Quote every line of the records below without any change, but leave the pictures out of your answer.
+--
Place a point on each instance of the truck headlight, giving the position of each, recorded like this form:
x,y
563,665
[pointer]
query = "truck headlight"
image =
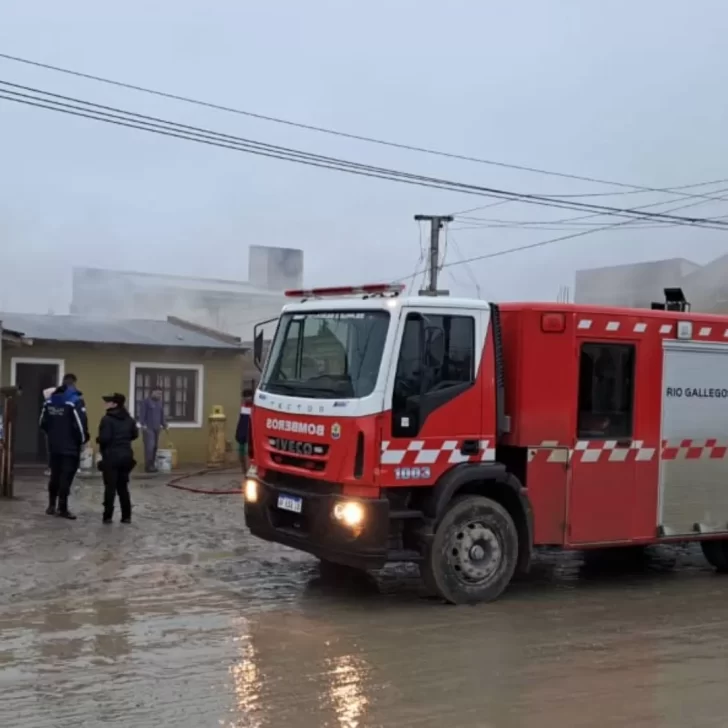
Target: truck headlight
x,y
250,491
350,513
+--
__Answer__:
Place a point on each instance of the truck headlight, giving the position of each, recorded like this form:
x,y
563,665
[pointer]
query = "truck headlight"
image =
Target: truck headlight
x,y
250,491
350,513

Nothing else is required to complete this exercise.